Thanagazi, a 'dark zone' in the 1980s, was recently declared a 'white zone' by the irrigation department, indicating the wealth of groundwater. Water tables are constantly rising. In Jaganathpura village, farmers are again restoring wells that had gone dry earlier. For the first time, Bishnu, a farmer in the village, felt tempted to cultivate his barren, two hectares of land. He has started digging an abandoned well, spending Rs 10,000. "I saw water oozing out of my totally dried up well," he says.

"There is a direct corelationship between the works on johads and rise in groundwater table," feels G D Agrawal. According to him, each johad with a storage capacity of 1,000-1,500 cubic metre per hectare has raised annual average groundwater table by about six metres. All the 36 villages studied by Agrawal reported rise in water table by an average of about six metres (see graph on p35: Groundwater rising).

No villager can remember seeing water flow except during the monsoon in the five rivers -- Bhagani-Teldehe, Arvari, Jahajwali, Sarsa and Ruparel. "For the first time in my life, I heard a river flow," says Arjun Patel, a senior resident of Bhaonta village. In 1995, the five rivers became perennial. Now, 250 villages on the banks of these rivers have surplus water.

Devri, a village in the core of the tiger reserve, was once infamous for timber smuggling. Ten years ago, villagers participated in building a dam, which revived Jahajwali river. The conserved water has also greened the denuded hills. The villagers have protected the forest themselves.

Economic change
In 1985 there were only 11 shops in the Alwar district that were selling milk-cake, a product for which this region is famous. Now there are 100 of them selling some 20,000 kg of milk-cake every year. "Milk production has gone up by ten times," claims Rajendra Singh.

Economic conditions of villagers have also improved. Agriculture has become productive and self-sustaining. Due to increased availability of fodder, cattle rearing has again picked up. "I sold my cattle and bought a buffalo as there is enough fodder now. Last year I earned Rs 15,000 from milk alone," says Jagdish of Gopalpura.

Higher water levels mean less money spent on diesel for pumpsets. Farmers who were spending Rs 1,500 per month on diesel are now spending a mere Rs 500 per month.

In 1985 the average rate of cultivation was 20 per cent of the total agricultural land of the villages. Now, it is 100 per cent. In many villages, people have started cultivating sugarcane and wheat, which are water-intensive. In the early 1990s the villagers from this side of the district sold their surplus grains in the market for the first time in recent past. According to Agrawal's study, the economic return of a johad is unprecedented. "An investment of Rs 100 per capita on johad raises the economic production in the village by as much as Rs 400 per capita per annum..." (see graph on p36: Small inputs, great returns).

☆ ☆ ☆ ☆ ☆

WHAT TO WORK ON:
A. In the johad article, what year did the five rivers become perennial?
B. Print everything in the johad article from "Economic change" down to "claims Rajendra Singh.".
The pointing lines have nothing to do with this work.

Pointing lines
☆ ☆ ☆ ☆ ☆

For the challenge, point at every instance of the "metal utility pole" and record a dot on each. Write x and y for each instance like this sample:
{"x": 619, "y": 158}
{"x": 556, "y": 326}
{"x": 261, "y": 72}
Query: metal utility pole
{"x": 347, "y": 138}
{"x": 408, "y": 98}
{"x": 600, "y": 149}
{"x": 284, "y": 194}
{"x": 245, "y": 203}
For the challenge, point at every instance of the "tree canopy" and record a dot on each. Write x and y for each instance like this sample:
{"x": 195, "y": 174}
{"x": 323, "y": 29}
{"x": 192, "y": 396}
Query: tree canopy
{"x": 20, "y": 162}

☆ ☆ ☆ ☆ ☆

SOLUTIONS TO THE TASKS:
A. 1995

B.
Economic change
In 1985 there were only 11 shops in the Alwar district that were selling milk-cake, a product for which this region is famous. Now there are 100 of them selling some 20,000 kg of milk-cake every year. "Milk production has gone up by ten times," claims Rajendra Singh.